» **TASK 1**
According to the land use text, what share of global water consumption does agriculture account for?
» **TASK 2**
Update the land use text: rewrite everything from "We as humans" down to "soil and water.", with "urban centers" changed to "cities".
» **TASK 3**
For each statement, say yes or no to whether it agrees with the land use text, and quote the words of the text that decide it.
(a) Croplands and pastures cover about 40% of the earth's surface.
(b) Cropland area has grown by about 700% in the last 40 years.
(c) Reforestation projects are expected to fully restore the biodiversity lost when forests were cleared.

» **TEXT EXTRACT**
•••

We as humans have dramatically changed the earth’s surface in the last 150 years. Changes in global land use has lead to more and larger urban centers, thousands of square miles of subsistence and commercial agriculture, the loss of millions of square miles of forest, and much more. These land use changes can and have had detrimental effects on the environment and its ability to supply and service our constantly growing population. Among these detrimental effects are: changes to the atmospheric composition, disruption of ecosystems, biodiversity loss, and the degradation of soil and water.
Food production is one of the biggest environmental concerns because of the large amount of land it uses-croplands and pastures cover about 40% of the earth’s surface-and the resource intensive nature of modern agriculture. Agriculture has changed and grown substantially in the last 40 years. Cropland area has grown by about 12% while fertilizer use has increased by 700%. This can be at least partially attributed to the “Green Revolution” which promoted the use of fertilizers and machinery to increase crop yield.  While these changes have lead to increased crop yield-global grain production has roughly doubled in the last 10 or 20 years-they also have devastating effects on the environment.
Land use also greatly affects the hydrologic cycle. The over use of fertilizers leads to damaging run off that both degrades water quality locally and downstream as well as causing algal blooms and “dead zones”-when the fertilizer reaches the ocean it causes a boom in algae growth, the algae use all the oxygen in the water and nothing else can survive there, thousands of fish wash up on the shore dead during these blooms. Agriculture accounts for 85% of global water consumption and a lot of that water is being pumped unsustainably from underground sources. Some of these sources have salt in the water which ends up on the soil when the crops are irrigated. This salinizes-think salt-the soil and makes it impossible to grow anything there. Deforestation, increased impervious surfaces like roads and parking lots, and urbanization also degrade water quality and disrupt the hydrologic cycle.

In the last 300 years humans have cleared around 7-11 million square km of forest for agriculture or timber harvesting purposes. While reforestation projects are helping build back the forests the biodiversity and some of the ecological services that were lost in the original clearing will likely never fully recover. These changes to vegetation mass, land use, and the hydrologic cycle have impacts on our atmosphere and climate as well. With increased human development have come increased emissions. The earth has natural systems to regulate the composition of gases in the atmosphere one of which is forests which act as natural carbon sinks. However, it is not capable of handling the added weight of our emissions and we already cut down 7-11 million km2 of our carbon-absorbing forests. The earth is warming and it’s at least mostly if not entirely because of humans how we have used and reshaped the land.
Modern land use practices are sacrificing the long-term health of the environment for short-term rewards. Human actions need to take a sharp turn towards sustainability if we want to continue to enjoy the ecological services that our environment provides. Sustainable land-use would not only preserve ecological services for future generations, but would also seek to increase the resilience of that ecological service. For example, creating a plan for a cropland that would have environmental, social, and economic benefits would seek to increase the yield per unit of fertilizer, land, and water input thus reducing the environmental impact. Increasing green-spaces in urban places can reduce runoff and the “heat-island” effect while providing parks to play in and gardens to harvest. The ultimate goal is to find a way to coexist with and leave natural ecosystems as unchanged as possible. Life was around for billions of years before humans and it had a pretty good thing going before we threw a wrench in the works. Working with the natural systems the environment already had in place—using ladybugs to control aphids instead of insecticide—usually gives the best results.

•••

[Part of a data file]

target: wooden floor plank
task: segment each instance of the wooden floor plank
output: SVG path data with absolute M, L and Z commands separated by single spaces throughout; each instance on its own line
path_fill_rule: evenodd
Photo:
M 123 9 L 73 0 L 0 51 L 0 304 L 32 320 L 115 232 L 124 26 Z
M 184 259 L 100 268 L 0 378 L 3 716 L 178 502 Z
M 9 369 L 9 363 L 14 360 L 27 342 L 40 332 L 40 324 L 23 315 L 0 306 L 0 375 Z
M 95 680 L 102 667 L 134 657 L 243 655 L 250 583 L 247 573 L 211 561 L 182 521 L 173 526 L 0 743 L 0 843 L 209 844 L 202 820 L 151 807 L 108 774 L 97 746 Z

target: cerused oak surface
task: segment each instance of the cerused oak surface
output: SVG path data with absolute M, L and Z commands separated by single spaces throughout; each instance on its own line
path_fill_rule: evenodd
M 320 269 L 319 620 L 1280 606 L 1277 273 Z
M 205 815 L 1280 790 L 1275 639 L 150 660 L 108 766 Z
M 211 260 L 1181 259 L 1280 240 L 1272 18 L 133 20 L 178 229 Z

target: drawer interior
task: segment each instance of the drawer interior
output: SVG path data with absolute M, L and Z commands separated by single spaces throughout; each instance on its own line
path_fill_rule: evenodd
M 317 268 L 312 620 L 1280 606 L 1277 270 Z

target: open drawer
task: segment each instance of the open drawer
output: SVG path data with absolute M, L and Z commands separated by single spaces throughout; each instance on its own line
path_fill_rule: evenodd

•••

» **REPLY 1**
Agriculture accounts for 85% of global water consumption.

» **REPLY 2**
We as humans have dramatically changed the earth’s surface in the last 150 years. Changes in global land use has lead to more and larger cities, thousands of square miles of subsistence and commercial agriculture, the loss of millions of square miles of forest, and much more. These land use changes can and have had detrimental effects on the environment and its ability to supply and service our constantly growing population. Among these detrimental effects are: changes to the atmospheric composition, disruption of ecosystems, biodiversity loss, and the degradation of soil and water.

» **REPLY 3**
(a) Yes: "croplands and pastures cover about 40% of the earth’s surface"
(b) No: "Cropland area has grown by about 12% while fertilizer use has increased by 700%"
(c) No: "the biodiversity and some of the ecological services that were lost in the original clearing will likely never fully recover"